Return each record unchanged and drop the images.
-- SUPPLIED RECORDS follows --
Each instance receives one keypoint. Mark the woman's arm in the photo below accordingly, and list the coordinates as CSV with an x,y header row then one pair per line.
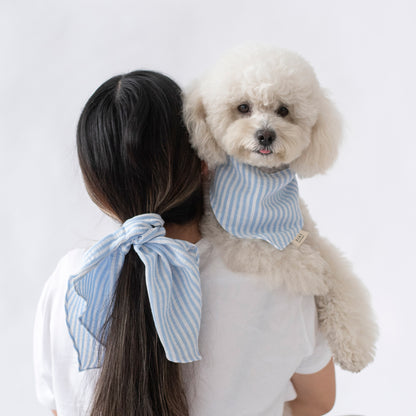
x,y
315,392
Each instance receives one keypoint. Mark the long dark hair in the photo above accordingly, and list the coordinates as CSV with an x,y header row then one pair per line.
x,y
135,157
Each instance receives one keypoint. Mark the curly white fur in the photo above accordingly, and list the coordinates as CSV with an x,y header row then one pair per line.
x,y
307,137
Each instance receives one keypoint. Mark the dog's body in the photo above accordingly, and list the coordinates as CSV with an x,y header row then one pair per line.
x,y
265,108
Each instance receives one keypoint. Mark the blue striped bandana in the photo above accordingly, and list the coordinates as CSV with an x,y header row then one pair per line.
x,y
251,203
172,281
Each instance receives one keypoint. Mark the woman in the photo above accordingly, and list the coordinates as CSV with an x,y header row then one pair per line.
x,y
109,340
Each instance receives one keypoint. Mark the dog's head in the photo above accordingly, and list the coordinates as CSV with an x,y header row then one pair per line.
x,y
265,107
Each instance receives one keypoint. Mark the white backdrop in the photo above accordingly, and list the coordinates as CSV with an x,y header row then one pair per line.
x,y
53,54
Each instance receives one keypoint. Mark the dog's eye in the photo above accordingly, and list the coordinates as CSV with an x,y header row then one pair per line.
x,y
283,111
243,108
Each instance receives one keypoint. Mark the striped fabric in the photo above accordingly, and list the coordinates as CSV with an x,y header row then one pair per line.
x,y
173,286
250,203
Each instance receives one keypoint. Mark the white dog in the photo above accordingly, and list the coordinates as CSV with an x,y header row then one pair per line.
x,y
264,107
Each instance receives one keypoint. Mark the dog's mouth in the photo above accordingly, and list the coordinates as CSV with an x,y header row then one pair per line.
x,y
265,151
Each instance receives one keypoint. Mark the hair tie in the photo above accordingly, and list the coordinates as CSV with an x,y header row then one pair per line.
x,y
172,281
-- SUPPLIED RECORDS concluded --
OUTPUT:
Each instance receives one keypoint. Mark the woman's arm in the photo below accordingly, and list the coordinates as CSV with an x,y header row then one pair per line.
x,y
315,392
Each instance receives one keypoint. Mark the long dark hair in the photo above accordingly, and list the coordinates as CSV with an x,y header row then one pair per line.
x,y
135,157
Each instance receives one keypoint. Mark the curly white fur in the photo above accordingly, and list the coordinates as CSV with an x,y header row then one pair per line.
x,y
307,137
Each instance receives one keypoint. Mark the dog's body in the photo above accordingly, and list the coordinates as CSV with an x,y header row then one pair per line.
x,y
265,108
Each instance receives one keypoint. Mark the blue striped bandana in the photo above accordingly, and list the coordinates as CSV with an x,y header row then one pair per line.
x,y
251,203
172,281
Each instance receives one keypoint. Mark the woman in the photo above accordingly, and list the coordinates as CSV with an x,y header row then one pair per line.
x,y
109,340
Each instance receives one keypoint. Mark the dog's head in the photo above accordingly, and list the coordinates as CSV with an x,y header row then one pair per line.
x,y
265,107
Each instance receives one keypoint. Mark the white backdrop in the photo above accordingly, and list the coordinates as CSV with an x,y header row then one pair per line.
x,y
53,54
Each instance receives one keypoint. Mark the dog's eye in the photo above accordingly, and list the coordinates as CSV with an x,y header row then one pair per line.
x,y
283,111
243,108
Each instance receives one keypoint. Mark the striped fabric in the photo above accordingly, and list the coordinates as CSV with an x,y header row then one pair per line.
x,y
173,286
250,203
Each instance receives one keypoint. Mark the white dog in the photo above accordingly, and list the coordinates as CSV with an x,y header row then one pair per line.
x,y
264,107
Each instance receives one keypoint. Mark the dog's mouth in the photo above accordingly, and list the coordinates as CSV with an x,y header row then one pair per line.
x,y
265,151
Each instance receives one keypoint. Mark the hair tie in the photo above accordingly, and list the coordinates as CSV with an x,y header row then one pair per line.
x,y
172,281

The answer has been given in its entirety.